### PASSAGE GIVEN
Polish Roman Catholic bishop (1946–2025)

Jan Stefan Szkodoń (19 December 1946 – 28 August 2025) was a Polish Roman Catholic bishop.

== Biography ==
Szkodoń was born in Chyżne on 19 December 1946. Between 1960 and 1964 he attended high school in Jabłonka, and in 1964 he passed his secondary school leaving exam. Between 1964 and 1970 he studied philosophy and theology at the Pontifical Faculty of Theology in Krakow, at the same time gaining priestly formation at the local Metropolitan Major Seminary. He was ordained a priest on 22 March 1970 in the Church of the Transfiguration in Jabłonka by Cardinal Karol Wojtyla, Archbishop of Krakow. He obtained his master's degree in 1972 at the Pontifical Faculty of Theology in Krakow. Between the years 1973–1976 he completed specialist studies in theology and family pedagogy at the Pastoral Institute at the Catholic University of Lublin. He graduated with a doctorate in theology on the basis of his dissertation entitled The Indissolubility of Marriage as a Pastoral Problem of the Church in Poland in the Years 1946–1970.

As a priest, he worked in the years 1970–1972 in the parish of the Transfiguration of the Lord in Maków Podhalański, then in the years 1972–1973 in the parish of Our Lady of Victory in Krakow. In the years 1977–1979 he was the secretary of the Second Pastoral Synod of the Archdiocese of Krakow. He led retreats in parishes and for Apostolic Groups and the Light-Life Movement.

In 1977, he began lecturing on pastoral theology at the Krakow seminary, and in the years 1979–1988 he held the position of spiritual father. In 1977 he became a lecturer in pastoral theology, and in 1984 in theology of interior life at the Pontifical Faculty of Theology in Krakow (from 1981 the Pontifical Academy of Theology), where he also became the director of the Vicar Study. He also lectured on pastoral theology at the Sosnowiec Major Seminary in Krakow.

### RECORDED INFORMATION
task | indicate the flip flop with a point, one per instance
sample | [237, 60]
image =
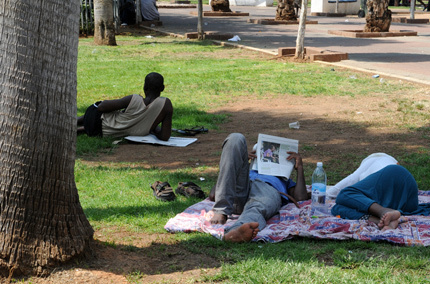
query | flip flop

### WHAT IS ASKED
1 – In one to three sentences, explain on what basis Szkodoń received his doctorate in theology, according to the biography of Jan Stefan Szkodoń.
2 – Answer these questions using the biography of Jan Stefan Szkodoń:
(a) Where was Szkodoń born?
(b) Who ordained him a priest?
(c) What position did he hold at the Krakow seminary from 1979 to 1988?
3 – Resume the biography of Jan Stefan Szkodoń, starting right after its last sentence.

### RESPONSES IN ORDER
1 – Szkodoń earned his doctorate in theology on the basis of his dissertation, The Indissolubility of Marriage as a Pastoral Problem of the Church in Poland in the Years 1946–1970.

2 –
(a) Chyżne
(b) Cardinal Karol Wojtyla, Archbishop of Krakow
(c) Spiritual father

3 –
On 14 May 1988, he was preconized auxiliary bishop of the Archdiocese of Krakow with the titular see of Turrisblanda. He was ordained a bishop on 4 June 1988 in the Archcathedral Basilica of St. Stanislaus and St. Wenceslaus in Krakow. They were given to him by Cardinal Franciszek Macharski, Archbishop Metropolitan of Kraków, assisted by Archbishop Jerzy Abalewicz, Diocesan Bishop of Tarnów, and Stanisław Nowak, Diocesan Bishop of Częstochowa. As a bishop's motto, he adopted the words "Dominus ipse faciet" (The Lord, He Himself will act). In the archdiocese he took the office of vicar general, became an ecclesiastical censor, a member of the pastoral council and a college of consultors. In the Kraków cathedral chapter he took over the function of dean. In 2006, he became the chairman of the theological and pastoral commission "Memory and Care", dealing with the vetting of priests of the Archdiocese of Krakow. On 10 March 2022, Pope Francis accepted his resignation from his duties as auxiliary bishop of Krakow.

Within the framework of the Polish Episcopal Conference, he became a member of the Charity Commission, the Commission for Family Ministry the Commission for Missions, the Commission for the Catholic University of Lublin, the Commission of Clergy and the Council of the Family.

=== Personal life and death ===
Szkodoń was a painter in his free time.

Szkodoń died in Kraków on 28 August 2025, at the age of 78.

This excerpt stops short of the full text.